Task goal —
Count the lines of the material below that contain the string "pavement". Reply with the number only.

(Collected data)

· · · ·

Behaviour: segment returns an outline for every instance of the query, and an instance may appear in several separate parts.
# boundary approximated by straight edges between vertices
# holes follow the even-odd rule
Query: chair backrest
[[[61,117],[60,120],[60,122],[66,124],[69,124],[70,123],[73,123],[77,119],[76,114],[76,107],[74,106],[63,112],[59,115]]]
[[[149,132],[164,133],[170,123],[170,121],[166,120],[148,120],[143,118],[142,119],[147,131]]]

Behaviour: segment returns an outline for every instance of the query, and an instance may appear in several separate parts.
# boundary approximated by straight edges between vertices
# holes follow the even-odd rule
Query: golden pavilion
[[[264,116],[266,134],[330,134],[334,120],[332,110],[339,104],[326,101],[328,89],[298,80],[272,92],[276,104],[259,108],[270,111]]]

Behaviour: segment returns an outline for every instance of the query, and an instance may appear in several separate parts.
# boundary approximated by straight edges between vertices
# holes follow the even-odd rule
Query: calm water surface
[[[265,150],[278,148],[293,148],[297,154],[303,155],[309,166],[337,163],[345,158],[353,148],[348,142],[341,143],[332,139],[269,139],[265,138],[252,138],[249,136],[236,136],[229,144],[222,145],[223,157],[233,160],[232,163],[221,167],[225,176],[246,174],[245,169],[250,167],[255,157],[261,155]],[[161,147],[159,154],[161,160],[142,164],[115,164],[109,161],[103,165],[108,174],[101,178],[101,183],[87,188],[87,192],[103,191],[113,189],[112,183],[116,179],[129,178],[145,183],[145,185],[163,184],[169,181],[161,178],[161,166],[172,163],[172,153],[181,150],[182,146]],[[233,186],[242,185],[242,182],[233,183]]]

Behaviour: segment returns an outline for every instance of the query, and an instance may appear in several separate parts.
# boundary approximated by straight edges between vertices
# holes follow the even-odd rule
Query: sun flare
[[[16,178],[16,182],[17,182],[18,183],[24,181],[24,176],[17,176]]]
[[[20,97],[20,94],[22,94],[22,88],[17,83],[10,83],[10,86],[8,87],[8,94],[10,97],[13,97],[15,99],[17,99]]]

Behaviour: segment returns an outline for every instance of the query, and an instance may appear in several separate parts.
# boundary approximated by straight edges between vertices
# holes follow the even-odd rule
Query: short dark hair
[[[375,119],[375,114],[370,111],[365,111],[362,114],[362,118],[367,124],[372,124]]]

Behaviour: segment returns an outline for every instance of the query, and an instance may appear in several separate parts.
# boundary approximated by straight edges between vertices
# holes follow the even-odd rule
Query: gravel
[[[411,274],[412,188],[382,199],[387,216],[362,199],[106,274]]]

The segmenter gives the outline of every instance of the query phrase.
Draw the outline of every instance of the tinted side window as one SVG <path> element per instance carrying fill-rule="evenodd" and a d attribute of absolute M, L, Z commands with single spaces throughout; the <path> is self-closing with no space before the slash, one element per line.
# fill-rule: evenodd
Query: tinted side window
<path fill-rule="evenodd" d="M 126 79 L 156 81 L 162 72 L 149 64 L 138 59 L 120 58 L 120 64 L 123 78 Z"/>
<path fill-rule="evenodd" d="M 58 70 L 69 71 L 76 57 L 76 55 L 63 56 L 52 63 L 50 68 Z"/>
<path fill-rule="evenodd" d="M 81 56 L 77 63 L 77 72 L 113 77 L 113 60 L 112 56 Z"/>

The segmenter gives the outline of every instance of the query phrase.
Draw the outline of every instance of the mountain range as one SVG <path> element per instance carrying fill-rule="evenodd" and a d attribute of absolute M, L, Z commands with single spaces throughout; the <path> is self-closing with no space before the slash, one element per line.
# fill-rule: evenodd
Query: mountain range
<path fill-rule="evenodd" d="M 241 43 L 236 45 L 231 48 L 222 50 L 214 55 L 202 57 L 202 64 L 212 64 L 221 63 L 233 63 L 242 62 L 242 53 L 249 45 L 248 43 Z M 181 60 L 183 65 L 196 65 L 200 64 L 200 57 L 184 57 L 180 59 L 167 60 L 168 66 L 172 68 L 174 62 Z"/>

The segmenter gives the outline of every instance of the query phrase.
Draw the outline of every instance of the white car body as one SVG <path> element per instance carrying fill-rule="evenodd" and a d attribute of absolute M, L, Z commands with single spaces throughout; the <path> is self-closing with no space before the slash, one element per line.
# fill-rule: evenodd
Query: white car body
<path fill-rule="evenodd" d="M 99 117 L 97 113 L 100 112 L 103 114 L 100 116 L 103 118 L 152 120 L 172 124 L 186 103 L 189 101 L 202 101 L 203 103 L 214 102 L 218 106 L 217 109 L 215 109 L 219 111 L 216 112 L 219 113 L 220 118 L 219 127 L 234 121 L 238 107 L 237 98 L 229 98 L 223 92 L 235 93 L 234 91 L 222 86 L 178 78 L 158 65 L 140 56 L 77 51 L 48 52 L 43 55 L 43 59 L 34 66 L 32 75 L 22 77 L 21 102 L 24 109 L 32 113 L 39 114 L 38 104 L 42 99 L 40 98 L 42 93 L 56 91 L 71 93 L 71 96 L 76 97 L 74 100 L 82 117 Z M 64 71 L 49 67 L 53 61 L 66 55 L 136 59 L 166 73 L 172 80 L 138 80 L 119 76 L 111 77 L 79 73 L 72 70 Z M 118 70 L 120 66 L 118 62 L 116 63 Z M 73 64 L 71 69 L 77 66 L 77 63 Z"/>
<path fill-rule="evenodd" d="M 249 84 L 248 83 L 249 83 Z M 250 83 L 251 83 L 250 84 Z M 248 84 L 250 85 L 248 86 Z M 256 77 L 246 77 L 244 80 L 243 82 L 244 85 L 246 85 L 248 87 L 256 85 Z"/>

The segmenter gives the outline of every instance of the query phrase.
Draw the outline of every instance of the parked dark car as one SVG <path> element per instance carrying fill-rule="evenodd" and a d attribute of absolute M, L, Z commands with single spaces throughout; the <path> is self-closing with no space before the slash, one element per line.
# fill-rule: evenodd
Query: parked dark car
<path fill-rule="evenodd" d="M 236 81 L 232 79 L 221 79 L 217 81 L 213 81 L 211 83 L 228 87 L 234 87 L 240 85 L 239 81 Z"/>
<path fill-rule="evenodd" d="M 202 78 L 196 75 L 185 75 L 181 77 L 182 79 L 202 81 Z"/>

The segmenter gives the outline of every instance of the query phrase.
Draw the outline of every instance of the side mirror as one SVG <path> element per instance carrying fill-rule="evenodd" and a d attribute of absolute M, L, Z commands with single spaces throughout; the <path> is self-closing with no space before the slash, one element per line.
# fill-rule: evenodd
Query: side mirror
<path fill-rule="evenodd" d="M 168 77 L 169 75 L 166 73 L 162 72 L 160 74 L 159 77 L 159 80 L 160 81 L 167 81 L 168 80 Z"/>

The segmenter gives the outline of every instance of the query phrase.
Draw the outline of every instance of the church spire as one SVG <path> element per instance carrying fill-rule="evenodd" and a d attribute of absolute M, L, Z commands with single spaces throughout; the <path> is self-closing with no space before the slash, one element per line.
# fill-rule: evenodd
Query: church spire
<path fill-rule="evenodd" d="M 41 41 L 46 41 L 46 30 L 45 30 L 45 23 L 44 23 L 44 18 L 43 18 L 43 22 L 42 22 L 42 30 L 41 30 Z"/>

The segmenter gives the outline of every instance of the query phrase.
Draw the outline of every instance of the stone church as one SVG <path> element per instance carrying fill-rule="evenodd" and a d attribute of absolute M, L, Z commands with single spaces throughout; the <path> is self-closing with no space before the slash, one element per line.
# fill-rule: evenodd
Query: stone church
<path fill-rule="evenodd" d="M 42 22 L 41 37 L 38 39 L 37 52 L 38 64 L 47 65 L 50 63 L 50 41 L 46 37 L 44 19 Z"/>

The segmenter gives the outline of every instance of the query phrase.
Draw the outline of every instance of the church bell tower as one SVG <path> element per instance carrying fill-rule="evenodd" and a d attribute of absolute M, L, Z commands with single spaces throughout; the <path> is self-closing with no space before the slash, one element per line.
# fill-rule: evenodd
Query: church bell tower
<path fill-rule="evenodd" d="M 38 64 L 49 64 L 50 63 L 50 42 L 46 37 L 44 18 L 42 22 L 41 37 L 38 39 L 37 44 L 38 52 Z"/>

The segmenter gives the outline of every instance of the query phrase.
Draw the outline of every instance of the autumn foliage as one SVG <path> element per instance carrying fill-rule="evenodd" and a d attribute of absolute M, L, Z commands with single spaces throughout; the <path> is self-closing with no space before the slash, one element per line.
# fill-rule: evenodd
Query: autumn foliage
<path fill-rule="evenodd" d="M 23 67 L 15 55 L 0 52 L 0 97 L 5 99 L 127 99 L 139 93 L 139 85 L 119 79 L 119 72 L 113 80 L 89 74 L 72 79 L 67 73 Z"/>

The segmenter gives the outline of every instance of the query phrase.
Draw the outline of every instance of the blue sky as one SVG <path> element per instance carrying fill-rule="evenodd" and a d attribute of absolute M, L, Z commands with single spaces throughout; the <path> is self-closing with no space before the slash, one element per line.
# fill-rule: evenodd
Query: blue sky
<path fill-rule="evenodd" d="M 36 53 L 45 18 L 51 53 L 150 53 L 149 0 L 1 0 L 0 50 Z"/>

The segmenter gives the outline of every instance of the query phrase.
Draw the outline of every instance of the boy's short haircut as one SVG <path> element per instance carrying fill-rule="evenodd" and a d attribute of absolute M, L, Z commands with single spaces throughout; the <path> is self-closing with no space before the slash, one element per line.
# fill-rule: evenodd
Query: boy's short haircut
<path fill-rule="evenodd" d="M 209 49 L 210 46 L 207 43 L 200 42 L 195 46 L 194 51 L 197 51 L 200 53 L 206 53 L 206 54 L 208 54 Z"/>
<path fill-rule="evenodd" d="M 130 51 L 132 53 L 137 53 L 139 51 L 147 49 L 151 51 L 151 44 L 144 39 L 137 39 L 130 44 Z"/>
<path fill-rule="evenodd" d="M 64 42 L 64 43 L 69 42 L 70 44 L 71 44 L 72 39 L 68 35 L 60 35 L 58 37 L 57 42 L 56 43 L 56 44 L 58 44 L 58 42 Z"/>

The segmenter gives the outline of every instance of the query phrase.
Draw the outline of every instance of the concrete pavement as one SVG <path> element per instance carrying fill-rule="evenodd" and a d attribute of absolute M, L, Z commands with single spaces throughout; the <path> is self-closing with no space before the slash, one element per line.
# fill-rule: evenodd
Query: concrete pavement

· · · ·

Answer to the exercise —
2